[PAGE EXCERPT]:

━━━━━━━━

Since their introduction by Royston and Altman (1994), the regression methods based on fractional polynomial (FP) transformation of continuous predictor(s) have found gradual acceptance as a useful technique of analysis which retains such predictors as continuous in the model. The robust regression using functions related to the least squares has been the subject of intense research (Royston and Sauerbrei 2007). Demoster et al. (1980) discussed statistical properties of the predictions under the assumption that the observation errors are independent normal. Coleman et al. (1980) developed a high-quality set of routines to calculate robust predictions for eight weight functions.

The superiority of regression models to artificial intelligence techniques such as ANFIS, ANN, and SVM is that regression models have the less complexity. In addition, these models give us the formula or relationship and have an acceptable accuracy. Although application of nonlinear regression and Bayesian approach has been surveyed in the various fields of hydrology and water management such as irrigation canal demands (Ticlavilca et al. 2013), low flow indices (Joshi et al. 2013), land surface temperature (Ghosh and Joshi 2014), catchment modeling (Marshall et al. 2007), nutrient loading (Vigiak and Bende-Mich 2013; Wellen et al. 2012), heat flux (Ershadi et al. 2013; Yao et al. 2014), solar radiation (Iizumi et al. 2012), and streamflow modeling (Block and Rajagopalan 2009; Liang et al. 2013), there are few studies about application of them in estimation of ET (Bachour et al. 2014; Izadifar and Elshorbagy 2010; Tabari et al. 2012; Zhu et al. 2013). However, these studies focus on some limited methods and/or use low recorded data. Furthermore, comparison of the nonlinear regression methods and Bayesian approach has not been investigated in arid regions (Valipour 2013a, b). In the present paper, the attempts are made to apply MFP, Bayesian regression, and robust regression models to estimate reference evapotranspiration values, in three arid regions of Iran in which water crises are considerable (Mahdizadeh Khasraghi et al. 2015; Valipour et al. 2015), using temperature data.

Materials and methods

Fractional polynomials

Simple power transformations of a covariate have long been used informally in data analysis in cases when nonlinearity was suspected. General power models were proposed by Box and Tidwell (1962). Royston and Altman (1994) formalized the simple power models and called them fractional polynomials of degree 1 (FP1), and extended them to FPs of higher degree. Ignoring the intercept term (β 0), a polynomial of degree m in a single covariate X may be written:

$$\beta_{1} X^{1} + \, \beta_{2} X^{2} + \cdots + \beta_{\text{m}} X^{\text{m}}$$
(1)

In the generalization to an FP function of degree m, written FP m(X), the indices 1,…, m are replaced with the powers p 1, …, p m , giving:

$${\text{FP}}\,m\left( X \right) = \beta_{1} X^{{{\text{P}}1}} + \beta_{2} X^{{{\text{P}}2}} + \cdots + \beta_{\text{m}} X^{\text{Pm}}$$
(2)

━━━━━━━━

[SUPPLIED INFORMATION]:
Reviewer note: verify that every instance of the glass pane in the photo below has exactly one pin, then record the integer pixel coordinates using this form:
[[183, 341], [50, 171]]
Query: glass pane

━━━━━━━━

[TASK OBJECTIVE]:
Retype the passage of the regression excerpt from "Since their introduction" to "eight weight functions.". The lines after the regression excerpt are separate material.

[SOLUTION FOR THIS PROBLEM]:
Since their introduction by Royston and Altman (1994), the regression methods based on fractional polynomial (FP) transformation of continuous predictor(s) have found gradual acceptance as a useful technique of analysis which retains such predictors as continuous in the model. The robust regression using functions related to the least squares has been the subject of intense research (Royston and Sauerbrei 2007). Demoster et al. (1980) discussed statistical properties of the predictions under the assumption that the observation errors are independent normal. Coleman et al. (1980) developed a high-quality set of routines to calculate robust predictions for eight weight functions.